» Directions for this task
Return exactly the span of lines that opens with the line containing "TARGET: wooden siding" and closes with the last line of the data, inclusive.

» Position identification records
● ● ● ● ●

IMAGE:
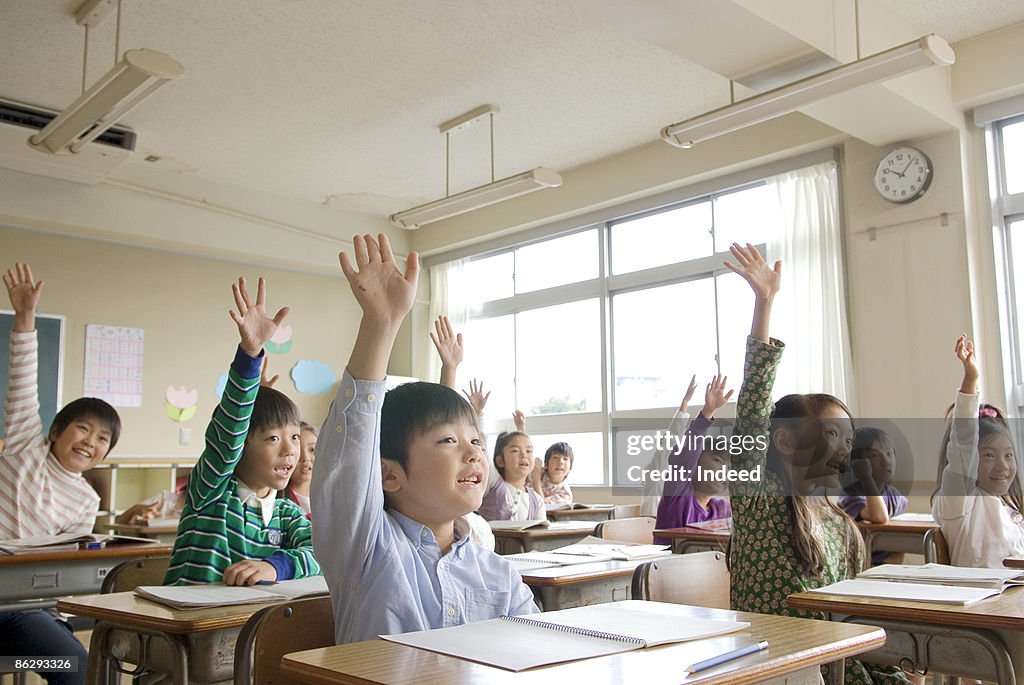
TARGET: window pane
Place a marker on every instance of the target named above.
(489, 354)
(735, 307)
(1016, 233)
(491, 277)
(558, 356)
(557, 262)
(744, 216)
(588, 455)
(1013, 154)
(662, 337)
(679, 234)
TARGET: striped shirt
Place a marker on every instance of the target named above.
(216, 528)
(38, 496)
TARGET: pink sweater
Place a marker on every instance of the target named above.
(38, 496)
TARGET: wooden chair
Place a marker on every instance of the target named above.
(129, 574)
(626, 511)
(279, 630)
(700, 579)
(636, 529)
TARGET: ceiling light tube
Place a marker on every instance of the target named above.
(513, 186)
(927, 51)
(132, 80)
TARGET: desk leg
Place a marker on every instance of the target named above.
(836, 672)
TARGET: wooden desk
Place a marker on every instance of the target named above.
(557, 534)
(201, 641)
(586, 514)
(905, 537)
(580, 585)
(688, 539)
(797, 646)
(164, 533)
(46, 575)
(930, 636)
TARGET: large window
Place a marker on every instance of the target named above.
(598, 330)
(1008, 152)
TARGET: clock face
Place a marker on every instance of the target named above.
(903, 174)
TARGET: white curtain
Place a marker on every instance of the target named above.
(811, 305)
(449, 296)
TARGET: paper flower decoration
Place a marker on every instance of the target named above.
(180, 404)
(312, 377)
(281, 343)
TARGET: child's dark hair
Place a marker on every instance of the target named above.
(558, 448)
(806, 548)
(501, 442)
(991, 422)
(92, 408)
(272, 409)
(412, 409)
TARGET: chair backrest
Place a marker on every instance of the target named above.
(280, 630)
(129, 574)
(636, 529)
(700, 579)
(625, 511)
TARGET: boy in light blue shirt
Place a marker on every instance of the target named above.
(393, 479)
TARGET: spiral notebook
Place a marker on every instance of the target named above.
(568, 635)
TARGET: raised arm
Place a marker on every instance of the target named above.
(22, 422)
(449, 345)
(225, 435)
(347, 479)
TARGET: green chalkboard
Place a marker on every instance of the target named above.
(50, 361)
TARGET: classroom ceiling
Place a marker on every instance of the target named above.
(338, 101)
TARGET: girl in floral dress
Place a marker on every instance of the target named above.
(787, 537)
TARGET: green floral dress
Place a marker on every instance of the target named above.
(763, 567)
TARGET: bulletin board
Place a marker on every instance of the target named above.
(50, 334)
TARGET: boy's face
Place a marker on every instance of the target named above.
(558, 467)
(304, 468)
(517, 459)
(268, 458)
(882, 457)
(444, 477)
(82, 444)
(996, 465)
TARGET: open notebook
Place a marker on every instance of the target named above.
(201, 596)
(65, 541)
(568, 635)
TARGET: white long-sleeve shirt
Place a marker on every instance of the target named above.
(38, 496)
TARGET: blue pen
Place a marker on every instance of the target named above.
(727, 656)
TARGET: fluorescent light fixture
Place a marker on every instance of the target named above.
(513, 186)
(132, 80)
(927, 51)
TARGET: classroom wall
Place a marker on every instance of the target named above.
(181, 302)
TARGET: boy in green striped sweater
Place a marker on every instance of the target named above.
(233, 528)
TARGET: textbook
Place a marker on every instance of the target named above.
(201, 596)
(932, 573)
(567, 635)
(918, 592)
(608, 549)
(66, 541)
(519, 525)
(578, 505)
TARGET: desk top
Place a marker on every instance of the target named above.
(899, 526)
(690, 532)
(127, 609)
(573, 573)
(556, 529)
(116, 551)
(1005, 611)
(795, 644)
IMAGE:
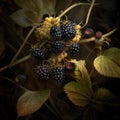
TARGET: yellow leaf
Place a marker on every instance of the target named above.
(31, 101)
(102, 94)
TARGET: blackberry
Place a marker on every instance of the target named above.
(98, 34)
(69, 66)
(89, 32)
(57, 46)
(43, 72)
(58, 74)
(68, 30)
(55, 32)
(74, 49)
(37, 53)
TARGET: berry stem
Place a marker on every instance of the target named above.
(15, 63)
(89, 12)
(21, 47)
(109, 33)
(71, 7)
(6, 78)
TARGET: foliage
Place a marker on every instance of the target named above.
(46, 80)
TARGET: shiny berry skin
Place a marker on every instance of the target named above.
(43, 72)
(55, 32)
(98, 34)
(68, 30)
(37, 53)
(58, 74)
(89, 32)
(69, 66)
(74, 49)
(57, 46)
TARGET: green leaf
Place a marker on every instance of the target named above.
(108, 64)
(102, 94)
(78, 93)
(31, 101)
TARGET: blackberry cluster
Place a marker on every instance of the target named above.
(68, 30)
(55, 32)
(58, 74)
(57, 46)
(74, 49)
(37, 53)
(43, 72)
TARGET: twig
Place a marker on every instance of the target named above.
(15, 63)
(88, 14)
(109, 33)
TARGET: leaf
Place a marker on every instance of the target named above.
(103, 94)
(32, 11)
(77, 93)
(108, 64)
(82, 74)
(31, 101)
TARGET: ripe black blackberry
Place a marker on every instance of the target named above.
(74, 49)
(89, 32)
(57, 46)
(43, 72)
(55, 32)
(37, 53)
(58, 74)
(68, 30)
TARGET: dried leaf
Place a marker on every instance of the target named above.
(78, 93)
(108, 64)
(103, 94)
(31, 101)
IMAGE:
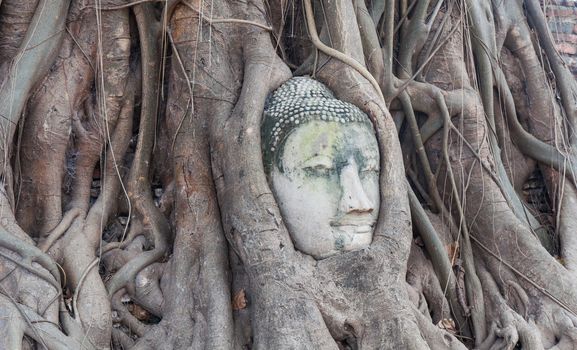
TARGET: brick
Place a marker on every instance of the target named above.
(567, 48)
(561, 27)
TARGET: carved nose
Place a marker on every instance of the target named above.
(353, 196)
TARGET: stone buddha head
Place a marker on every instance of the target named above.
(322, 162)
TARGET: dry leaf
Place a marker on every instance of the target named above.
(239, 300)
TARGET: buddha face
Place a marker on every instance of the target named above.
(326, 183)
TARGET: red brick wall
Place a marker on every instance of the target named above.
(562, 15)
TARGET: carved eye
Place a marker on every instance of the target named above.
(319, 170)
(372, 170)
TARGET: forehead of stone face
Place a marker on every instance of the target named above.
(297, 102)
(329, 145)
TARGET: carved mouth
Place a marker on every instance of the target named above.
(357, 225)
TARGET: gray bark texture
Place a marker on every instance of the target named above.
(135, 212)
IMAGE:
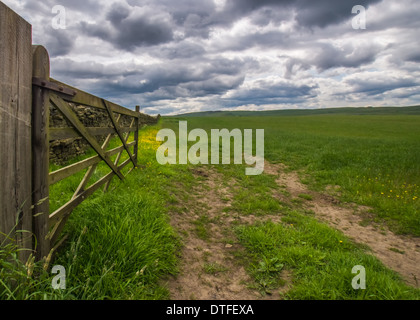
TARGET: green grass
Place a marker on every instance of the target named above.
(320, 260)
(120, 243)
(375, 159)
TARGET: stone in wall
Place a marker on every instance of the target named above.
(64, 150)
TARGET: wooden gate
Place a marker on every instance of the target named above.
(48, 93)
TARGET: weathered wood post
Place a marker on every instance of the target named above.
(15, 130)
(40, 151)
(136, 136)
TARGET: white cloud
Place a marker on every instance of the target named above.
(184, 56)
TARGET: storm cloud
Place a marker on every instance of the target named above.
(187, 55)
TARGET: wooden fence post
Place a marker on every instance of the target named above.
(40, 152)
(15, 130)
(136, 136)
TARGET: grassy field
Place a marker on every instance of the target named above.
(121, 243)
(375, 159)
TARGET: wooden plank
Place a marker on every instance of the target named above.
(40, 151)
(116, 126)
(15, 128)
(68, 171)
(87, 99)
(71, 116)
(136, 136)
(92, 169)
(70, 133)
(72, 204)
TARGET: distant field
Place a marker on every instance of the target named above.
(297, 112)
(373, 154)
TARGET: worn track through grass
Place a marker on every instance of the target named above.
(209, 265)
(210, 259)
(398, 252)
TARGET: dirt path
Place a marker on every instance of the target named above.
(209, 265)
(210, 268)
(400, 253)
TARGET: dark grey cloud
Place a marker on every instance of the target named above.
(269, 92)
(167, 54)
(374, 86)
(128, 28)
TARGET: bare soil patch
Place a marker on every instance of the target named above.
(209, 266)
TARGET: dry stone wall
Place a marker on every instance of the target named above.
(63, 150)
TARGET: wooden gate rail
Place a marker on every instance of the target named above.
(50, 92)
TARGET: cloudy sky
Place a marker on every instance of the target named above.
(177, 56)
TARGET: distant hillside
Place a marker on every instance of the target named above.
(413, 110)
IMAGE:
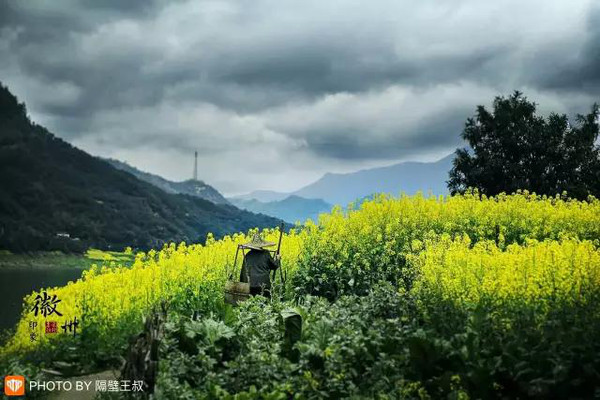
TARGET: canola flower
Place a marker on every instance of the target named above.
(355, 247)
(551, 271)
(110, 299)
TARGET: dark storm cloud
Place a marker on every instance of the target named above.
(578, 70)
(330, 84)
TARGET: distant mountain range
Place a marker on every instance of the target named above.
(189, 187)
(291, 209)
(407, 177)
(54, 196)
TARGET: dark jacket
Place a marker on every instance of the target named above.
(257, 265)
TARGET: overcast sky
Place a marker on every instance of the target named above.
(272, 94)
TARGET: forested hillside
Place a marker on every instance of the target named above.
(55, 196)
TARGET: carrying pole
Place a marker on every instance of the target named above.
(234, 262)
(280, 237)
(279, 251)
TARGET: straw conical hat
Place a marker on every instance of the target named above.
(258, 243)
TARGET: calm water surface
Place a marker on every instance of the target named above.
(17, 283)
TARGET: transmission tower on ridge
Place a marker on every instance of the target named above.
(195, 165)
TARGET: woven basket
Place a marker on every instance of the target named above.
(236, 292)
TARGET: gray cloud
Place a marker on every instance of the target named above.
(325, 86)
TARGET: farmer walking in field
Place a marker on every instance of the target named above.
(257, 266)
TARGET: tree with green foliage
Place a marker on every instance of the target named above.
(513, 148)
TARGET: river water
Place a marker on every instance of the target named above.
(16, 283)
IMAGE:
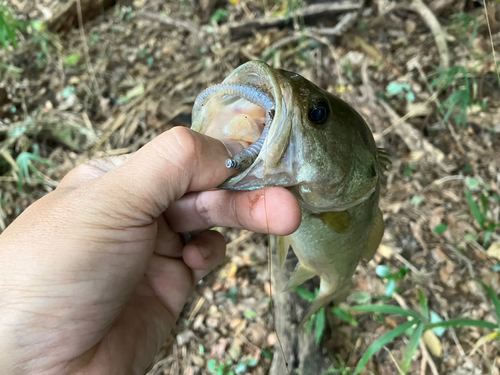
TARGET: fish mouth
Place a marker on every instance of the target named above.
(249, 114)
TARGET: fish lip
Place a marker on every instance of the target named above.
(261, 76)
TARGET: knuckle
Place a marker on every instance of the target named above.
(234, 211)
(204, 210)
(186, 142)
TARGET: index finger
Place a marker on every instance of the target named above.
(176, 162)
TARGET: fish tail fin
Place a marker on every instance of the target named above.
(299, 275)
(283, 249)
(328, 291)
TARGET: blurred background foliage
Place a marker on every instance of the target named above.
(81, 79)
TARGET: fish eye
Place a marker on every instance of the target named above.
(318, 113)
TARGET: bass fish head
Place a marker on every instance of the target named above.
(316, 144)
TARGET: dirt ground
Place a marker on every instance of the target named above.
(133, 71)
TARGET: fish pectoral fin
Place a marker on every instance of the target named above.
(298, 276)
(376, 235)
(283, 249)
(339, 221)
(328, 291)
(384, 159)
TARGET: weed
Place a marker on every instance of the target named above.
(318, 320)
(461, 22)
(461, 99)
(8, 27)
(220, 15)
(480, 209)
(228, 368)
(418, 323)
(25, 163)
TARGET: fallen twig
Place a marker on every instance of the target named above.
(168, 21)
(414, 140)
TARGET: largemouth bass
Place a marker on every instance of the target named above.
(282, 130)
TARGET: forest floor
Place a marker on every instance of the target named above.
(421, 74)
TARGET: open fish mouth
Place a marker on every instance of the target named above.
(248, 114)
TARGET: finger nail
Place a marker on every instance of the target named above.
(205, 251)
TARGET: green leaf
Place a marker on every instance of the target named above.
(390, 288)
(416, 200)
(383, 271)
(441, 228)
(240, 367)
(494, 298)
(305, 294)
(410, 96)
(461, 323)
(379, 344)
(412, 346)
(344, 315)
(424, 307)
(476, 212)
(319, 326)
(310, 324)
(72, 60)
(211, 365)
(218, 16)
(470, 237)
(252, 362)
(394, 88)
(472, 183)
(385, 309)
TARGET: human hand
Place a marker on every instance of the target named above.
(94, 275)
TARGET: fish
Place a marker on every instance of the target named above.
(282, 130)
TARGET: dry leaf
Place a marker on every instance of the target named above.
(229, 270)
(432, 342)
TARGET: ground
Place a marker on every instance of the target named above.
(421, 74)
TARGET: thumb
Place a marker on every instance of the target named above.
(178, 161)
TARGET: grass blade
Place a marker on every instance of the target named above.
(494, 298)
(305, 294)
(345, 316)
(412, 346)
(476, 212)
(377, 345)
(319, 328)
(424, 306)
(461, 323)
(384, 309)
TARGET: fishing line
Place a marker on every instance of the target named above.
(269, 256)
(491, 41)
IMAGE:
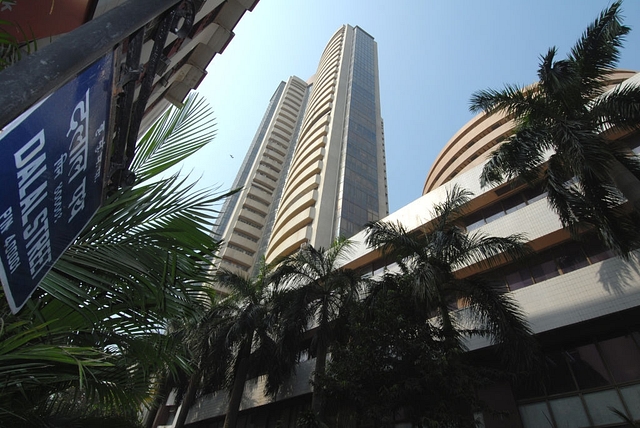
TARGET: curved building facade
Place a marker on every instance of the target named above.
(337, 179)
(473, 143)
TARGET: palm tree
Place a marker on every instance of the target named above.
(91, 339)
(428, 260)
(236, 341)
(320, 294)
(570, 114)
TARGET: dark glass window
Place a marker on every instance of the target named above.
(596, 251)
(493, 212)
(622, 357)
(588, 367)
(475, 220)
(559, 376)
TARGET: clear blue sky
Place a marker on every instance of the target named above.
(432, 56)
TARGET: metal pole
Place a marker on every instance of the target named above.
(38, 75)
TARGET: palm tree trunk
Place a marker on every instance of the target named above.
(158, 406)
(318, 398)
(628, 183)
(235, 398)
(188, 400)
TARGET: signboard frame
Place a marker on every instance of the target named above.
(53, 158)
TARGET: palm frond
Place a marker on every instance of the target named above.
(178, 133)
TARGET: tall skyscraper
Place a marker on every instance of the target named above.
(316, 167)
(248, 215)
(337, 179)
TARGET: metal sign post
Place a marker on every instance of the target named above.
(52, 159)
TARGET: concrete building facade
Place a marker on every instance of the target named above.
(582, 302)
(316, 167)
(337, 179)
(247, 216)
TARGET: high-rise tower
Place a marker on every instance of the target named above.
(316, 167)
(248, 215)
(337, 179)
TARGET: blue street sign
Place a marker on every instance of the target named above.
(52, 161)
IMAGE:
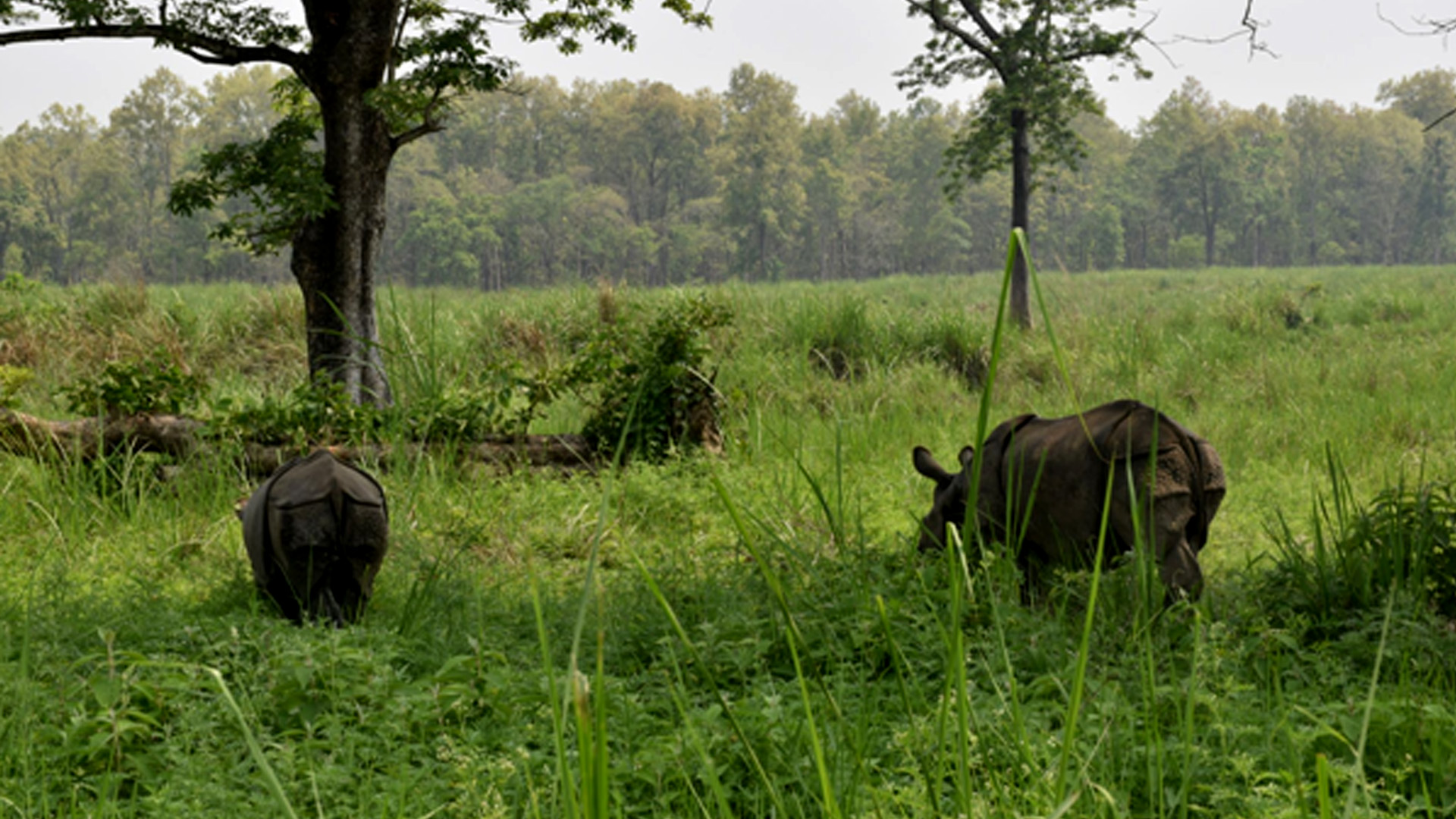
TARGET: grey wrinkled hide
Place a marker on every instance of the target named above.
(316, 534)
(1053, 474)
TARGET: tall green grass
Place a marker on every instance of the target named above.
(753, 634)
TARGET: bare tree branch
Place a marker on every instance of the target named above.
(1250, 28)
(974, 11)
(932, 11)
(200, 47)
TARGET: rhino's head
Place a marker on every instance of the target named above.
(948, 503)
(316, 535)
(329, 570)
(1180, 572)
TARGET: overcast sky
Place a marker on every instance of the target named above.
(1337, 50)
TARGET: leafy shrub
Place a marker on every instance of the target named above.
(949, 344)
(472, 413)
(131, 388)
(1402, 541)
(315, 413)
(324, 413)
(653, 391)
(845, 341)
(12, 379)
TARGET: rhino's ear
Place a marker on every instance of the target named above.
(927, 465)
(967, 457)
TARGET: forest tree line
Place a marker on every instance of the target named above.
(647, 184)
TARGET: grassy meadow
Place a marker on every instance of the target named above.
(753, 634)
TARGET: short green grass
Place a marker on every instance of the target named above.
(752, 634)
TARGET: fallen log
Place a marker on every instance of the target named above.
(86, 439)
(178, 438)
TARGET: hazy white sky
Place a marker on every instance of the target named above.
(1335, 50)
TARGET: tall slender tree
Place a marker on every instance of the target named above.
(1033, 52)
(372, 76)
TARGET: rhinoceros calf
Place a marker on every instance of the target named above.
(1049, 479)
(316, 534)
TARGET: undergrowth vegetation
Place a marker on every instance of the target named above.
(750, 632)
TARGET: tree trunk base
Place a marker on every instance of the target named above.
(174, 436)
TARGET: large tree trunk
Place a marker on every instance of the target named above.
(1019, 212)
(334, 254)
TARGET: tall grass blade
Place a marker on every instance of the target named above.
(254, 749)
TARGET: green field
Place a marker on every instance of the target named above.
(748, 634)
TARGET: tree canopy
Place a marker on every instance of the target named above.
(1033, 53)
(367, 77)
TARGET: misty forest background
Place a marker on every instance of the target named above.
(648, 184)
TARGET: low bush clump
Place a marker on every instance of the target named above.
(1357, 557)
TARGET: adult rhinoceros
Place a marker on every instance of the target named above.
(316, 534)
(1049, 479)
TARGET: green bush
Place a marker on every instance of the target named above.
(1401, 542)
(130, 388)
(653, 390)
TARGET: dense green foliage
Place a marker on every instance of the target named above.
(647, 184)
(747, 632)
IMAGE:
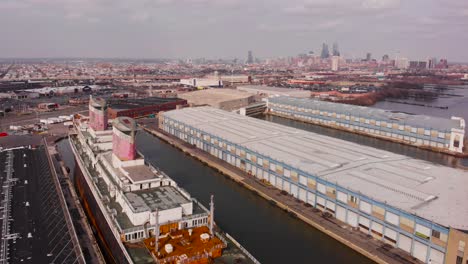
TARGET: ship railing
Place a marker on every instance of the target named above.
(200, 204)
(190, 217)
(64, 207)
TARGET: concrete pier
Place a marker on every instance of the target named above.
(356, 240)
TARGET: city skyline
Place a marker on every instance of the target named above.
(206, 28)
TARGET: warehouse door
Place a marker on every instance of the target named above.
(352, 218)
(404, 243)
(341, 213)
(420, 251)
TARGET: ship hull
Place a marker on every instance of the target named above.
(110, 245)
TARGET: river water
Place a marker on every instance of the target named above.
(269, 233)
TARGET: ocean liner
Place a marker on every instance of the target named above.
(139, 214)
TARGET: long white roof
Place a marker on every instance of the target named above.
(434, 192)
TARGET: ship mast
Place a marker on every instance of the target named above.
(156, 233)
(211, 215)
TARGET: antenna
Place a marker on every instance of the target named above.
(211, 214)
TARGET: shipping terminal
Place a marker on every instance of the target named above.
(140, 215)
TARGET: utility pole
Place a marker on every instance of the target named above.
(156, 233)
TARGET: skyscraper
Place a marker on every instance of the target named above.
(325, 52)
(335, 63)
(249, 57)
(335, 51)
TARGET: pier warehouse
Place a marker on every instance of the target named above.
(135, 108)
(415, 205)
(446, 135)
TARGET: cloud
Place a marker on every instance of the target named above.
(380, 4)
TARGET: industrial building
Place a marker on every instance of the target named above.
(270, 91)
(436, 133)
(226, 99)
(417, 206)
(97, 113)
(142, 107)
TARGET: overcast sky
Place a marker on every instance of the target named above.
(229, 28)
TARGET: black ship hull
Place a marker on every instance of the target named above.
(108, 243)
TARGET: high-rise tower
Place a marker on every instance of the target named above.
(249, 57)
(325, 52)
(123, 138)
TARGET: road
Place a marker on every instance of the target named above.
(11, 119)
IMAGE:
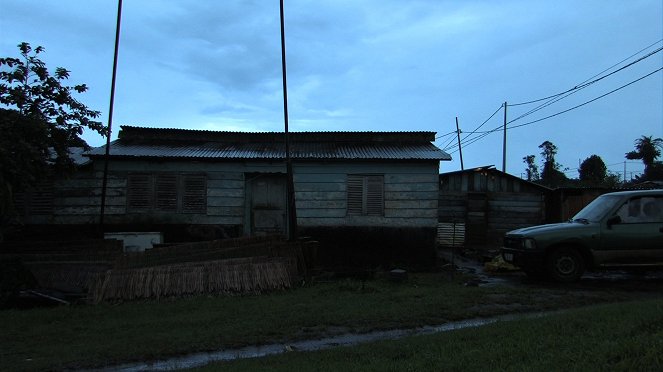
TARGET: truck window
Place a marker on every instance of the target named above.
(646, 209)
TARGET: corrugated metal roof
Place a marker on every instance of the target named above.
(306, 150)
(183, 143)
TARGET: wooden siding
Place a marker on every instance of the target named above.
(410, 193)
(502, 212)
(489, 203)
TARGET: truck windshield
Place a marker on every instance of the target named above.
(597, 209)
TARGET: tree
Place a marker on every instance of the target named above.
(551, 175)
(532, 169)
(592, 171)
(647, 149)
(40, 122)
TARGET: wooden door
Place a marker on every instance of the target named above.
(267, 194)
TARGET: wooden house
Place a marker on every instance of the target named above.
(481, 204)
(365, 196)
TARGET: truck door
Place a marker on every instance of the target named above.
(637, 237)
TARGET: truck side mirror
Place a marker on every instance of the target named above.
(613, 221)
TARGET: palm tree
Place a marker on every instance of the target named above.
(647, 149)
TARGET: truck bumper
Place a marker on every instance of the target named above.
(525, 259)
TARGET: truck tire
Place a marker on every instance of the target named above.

● ● ● ● ●

» Response
TARGET: wooden siding
Place a marker on every instance of the target named above.
(410, 193)
(502, 212)
(489, 203)
TARGET: truck windshield
Place a marker on every instance of the target named above.
(597, 209)
TARGET: tree
Place a marker on every instance of the target named above.
(551, 175)
(532, 169)
(592, 171)
(647, 149)
(40, 122)
TARGET: wooden door
Place a marker on every instance of the target named above.
(267, 194)
TARGET: wooden house
Place a marker on every instance of the target named above.
(481, 204)
(365, 196)
TARGET: truck door
Place a marker on every instance of the target named above.
(637, 237)
TARGET: truck side mirror
Place a marker on every instance of the target named above.
(613, 221)
TARGET: palm tree
Place a marker on every instance of the target named above.
(647, 149)
TARGET: truck bumper
Place a marker on every instance of the target named above.
(525, 259)
TARGET: truck tire
Place a marker on every instance of the target named above.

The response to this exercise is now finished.